--- WRITTEN INSTRUCTION A ---
In the hand pose page below, rewrite the paragraph beginning "The output format is as follows" as a short bulleted list that keeps its main facts.

--- PAGE ---
++++++++++++++++++++

3D Hand Pose with MediaPipe and TensorFlow.js
نوفمبر 15, 2021

Posted by Valentin Bazarevsky, Ivan Grishchenko, Eduard Gabriel Bazavan, Andrei Zanfir, Mihai Zanfir, Jiuqiang Tang, Jason Mayes, Ahmed Sabie, Google

Today, we're excited to share a new version of our model for hand pose detection, with improved accuracy for 2D, novel support for 3D, and the new ability to predict keypoints on both hands simultaneously. Support for multi-hand tracking was one of the most common requests from the developer community, and we're pleased to support it in this release.

You can try a live demo of the new model here. This work improves on our previous model which predicted 21 keypoints, but could only detect a single hand at a time. In this article, we'll describe the new model, and how you can get started.

The new hand pose detection model in action.
The new hand pose detection model in action.

Try out the live demo!

How to use it

1. The first step is to import the library. You can either use the <script> tag in your html file or use NPM:

Through script tag:

<script src="https://cdn.jsdelivr.net/npm/@tensorflow-models/hand-pose-detection">>/script>
<!-- Optional: Include below scripts if you want to use MediaPipe runtime. -->
<script src="https://cdn.jsdelivr.net/npm/@mediapipe/hands"> </script > 

Through NPM:

yarn add @tensorflow-models/hand-pose-detection

# Run below commands if you want to use TF.js runtime.
yarn add @tensorflow/tfjs-core @tensorflow/tfjs-converter
yarn add @tensorflow/tfjs-backend-webgl

# Run below commands if you want to use MediaPipe runtime.
yarn add @mediapipe/hands

If installed through NPM, you need to import the libraries first:

import * as handPoseDetection from '@tensorflow-models/hand-pose-detection';

Next create an instance of the detector:

const model = handPoseDetection.SupportedModels.MediaPipeHands;
const detectorConfig = {
  runtime: 'mediapipe', // or 'tfjs'
  modelType: 'full'
};
detector = await handPoseDetection.createDetector(model, detectorConfig);

Choose a modelType that fits your application needs, there are two options for you to choose from: lite, and full. From lite to full, the accuracy increases while the inference speed decreases.

2. Once you have a detector, you can pass in a video stream or static image to detect poses:

const video = document.getElementById('video');
const hands = await detector.estimateHands(video);

The output format is as follows: hands represent an array of detected hand predictions in the image frame. For each hand, the structure contains a prediction of the handedness (left or right) as well as a confidence score of this prediction. An array of 2D keypoints is also returned, where each keypoint contains x, y, and name. The x, y denotes the horizontal and vertical position of the hand keypoint in the image pixel space, and name denotes the joint label. In addition to 2D keypoints, we also return 3D keypoints (x, y, z values) in a metric scale, with the origin in auxiliary keypoint formed as an average between the first knuckles of index, middle, ring and pinky fingers.

++++++++++++++++++++

--- GIVEN INFORMATION ---
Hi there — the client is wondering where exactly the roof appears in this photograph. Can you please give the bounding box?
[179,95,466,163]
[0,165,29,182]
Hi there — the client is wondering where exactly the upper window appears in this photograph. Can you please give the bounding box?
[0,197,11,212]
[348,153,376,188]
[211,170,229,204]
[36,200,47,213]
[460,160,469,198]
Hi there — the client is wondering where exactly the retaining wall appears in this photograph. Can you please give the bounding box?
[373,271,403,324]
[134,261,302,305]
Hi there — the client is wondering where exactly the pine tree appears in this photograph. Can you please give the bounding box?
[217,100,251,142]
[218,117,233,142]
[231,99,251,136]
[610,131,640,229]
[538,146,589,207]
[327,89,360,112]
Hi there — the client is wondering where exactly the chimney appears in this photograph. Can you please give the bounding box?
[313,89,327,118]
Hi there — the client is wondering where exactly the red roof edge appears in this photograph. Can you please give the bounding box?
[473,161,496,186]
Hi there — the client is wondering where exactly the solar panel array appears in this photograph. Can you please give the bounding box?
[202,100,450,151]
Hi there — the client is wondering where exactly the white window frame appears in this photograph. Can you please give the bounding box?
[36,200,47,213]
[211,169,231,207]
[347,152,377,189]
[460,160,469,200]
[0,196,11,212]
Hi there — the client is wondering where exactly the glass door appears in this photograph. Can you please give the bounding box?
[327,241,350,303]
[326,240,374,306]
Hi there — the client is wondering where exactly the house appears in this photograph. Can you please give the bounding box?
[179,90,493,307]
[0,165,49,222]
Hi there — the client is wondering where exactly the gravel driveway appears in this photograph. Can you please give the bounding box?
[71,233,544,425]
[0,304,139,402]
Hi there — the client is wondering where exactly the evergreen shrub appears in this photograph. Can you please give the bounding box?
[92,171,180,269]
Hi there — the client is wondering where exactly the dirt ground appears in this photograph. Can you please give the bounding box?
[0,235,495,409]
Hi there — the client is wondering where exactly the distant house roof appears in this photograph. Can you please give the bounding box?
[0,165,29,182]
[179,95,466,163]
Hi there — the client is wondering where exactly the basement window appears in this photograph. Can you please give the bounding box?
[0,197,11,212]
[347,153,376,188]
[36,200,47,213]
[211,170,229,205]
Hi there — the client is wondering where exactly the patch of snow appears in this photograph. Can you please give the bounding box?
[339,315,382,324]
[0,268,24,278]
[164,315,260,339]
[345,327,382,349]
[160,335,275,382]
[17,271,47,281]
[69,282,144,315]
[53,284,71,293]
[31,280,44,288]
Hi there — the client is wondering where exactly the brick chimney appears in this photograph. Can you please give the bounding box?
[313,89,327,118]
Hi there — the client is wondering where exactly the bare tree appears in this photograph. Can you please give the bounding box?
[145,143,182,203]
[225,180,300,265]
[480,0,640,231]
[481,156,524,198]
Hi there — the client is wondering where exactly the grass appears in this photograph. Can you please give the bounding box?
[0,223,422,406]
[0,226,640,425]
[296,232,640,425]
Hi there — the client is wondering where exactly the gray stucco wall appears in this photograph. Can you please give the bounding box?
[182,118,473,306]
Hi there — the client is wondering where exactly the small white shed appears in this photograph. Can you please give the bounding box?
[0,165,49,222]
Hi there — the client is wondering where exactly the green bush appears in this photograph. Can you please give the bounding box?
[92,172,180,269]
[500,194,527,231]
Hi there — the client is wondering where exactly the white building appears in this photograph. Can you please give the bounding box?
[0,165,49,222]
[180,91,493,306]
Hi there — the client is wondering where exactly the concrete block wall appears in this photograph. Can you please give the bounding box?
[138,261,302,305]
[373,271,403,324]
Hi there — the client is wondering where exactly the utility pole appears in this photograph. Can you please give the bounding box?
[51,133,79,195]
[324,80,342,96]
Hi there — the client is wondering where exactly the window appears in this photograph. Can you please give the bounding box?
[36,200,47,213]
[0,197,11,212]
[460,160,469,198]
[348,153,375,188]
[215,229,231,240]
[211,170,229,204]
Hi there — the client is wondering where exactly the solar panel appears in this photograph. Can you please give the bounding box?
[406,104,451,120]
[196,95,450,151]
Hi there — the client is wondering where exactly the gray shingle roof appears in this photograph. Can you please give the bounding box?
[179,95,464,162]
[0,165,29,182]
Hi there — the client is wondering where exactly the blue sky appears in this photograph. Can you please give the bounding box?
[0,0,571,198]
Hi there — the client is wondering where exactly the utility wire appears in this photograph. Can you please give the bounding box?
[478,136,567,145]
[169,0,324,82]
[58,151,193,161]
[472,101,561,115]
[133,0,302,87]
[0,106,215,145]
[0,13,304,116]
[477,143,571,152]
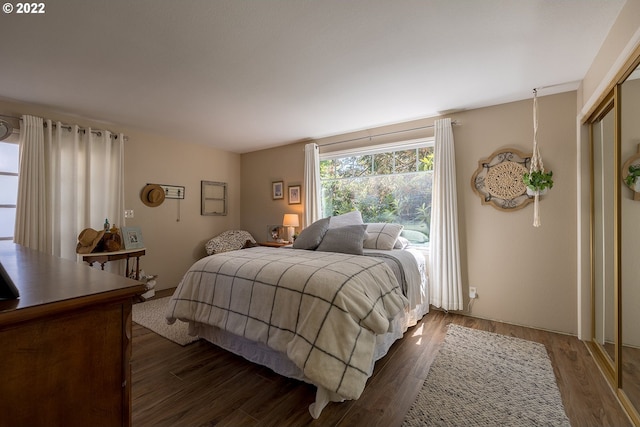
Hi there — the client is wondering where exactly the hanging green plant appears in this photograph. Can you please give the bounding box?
[624,164,640,188]
[522,171,553,191]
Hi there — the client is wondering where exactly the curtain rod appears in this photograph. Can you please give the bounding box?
[318,120,458,147]
[44,122,129,141]
[0,114,129,142]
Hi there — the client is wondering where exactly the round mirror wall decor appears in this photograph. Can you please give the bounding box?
[471,148,533,211]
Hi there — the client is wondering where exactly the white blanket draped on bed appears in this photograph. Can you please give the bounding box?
[167,247,408,399]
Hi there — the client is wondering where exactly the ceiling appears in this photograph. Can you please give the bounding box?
[0,0,624,153]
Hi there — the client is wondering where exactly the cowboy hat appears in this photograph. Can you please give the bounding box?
[76,228,104,254]
[140,184,164,208]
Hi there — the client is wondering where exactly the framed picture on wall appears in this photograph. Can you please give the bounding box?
[289,185,302,205]
[122,227,144,249]
[271,181,284,200]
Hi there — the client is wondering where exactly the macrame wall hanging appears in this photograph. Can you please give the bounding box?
[522,89,553,227]
[471,148,533,212]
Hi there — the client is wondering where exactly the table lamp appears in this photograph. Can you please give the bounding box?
[282,214,300,243]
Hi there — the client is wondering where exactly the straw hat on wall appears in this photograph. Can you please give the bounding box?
[140,184,164,208]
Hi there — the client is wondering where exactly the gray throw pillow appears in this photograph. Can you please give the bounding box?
[363,222,403,251]
[329,211,362,228]
[293,218,329,251]
[316,224,367,255]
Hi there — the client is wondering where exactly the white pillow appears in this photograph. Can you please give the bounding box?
[316,224,367,255]
[393,236,411,249]
[363,222,403,251]
[205,230,256,255]
[329,211,363,228]
[293,218,329,251]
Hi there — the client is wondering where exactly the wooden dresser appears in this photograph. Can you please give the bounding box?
[0,242,145,426]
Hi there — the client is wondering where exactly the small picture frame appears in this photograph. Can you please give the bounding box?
[121,227,144,250]
[271,181,284,200]
[267,224,284,242]
[289,185,302,205]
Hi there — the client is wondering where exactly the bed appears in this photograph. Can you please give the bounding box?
[167,219,429,418]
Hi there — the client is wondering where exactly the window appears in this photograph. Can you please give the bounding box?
[0,134,19,240]
[320,138,434,245]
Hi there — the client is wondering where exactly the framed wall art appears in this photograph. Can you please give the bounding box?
[289,185,302,205]
[200,181,227,215]
[271,181,284,200]
[471,148,533,211]
[121,227,144,249]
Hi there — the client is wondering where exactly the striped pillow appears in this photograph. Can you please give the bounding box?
[363,222,403,251]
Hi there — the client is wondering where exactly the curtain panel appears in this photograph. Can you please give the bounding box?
[430,119,464,310]
[303,143,322,227]
[14,116,124,268]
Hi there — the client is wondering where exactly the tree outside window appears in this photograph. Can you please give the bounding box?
[320,140,433,245]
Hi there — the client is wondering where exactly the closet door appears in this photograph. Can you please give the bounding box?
[591,93,617,382]
[618,62,640,418]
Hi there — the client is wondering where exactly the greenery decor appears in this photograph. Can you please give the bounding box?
[522,171,553,191]
[624,165,640,188]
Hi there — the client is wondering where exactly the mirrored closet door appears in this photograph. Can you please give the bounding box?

++++++++++++++++++++

--- WRITTEN INSTRUCTION B ---
Return every line of the records above that contains the string "framed". Case counts.

--- EXPECTED OUTPUT A ---
- `hands` is an array of the hand predictions detected in the image frame.
- Each hand includes a handedness prediction (left or right) and a confidence score for that prediction.
- Each hand also includes an array of 2D keypoints. Each keypoint has x, y, and name. The x and y values give the horizontal and vertical position in image pixel space, and name gives the joint label.
- 3D keypoints (x, y, z) are also returned in a metric scale. Their origin is an auxiliary keypoint formed by averaging the first knuckles of the index, middle, ring, and pinky fingers.

--- EXPECTED OUTPUT B ---
Hi there — the client is wondering where exactly the framed picture on wall appears in this photograph. Can you please give the bounding box?
Hi there — the client is wondering where exactly the framed wall art appears in this photograph. Can you please give the bounding box?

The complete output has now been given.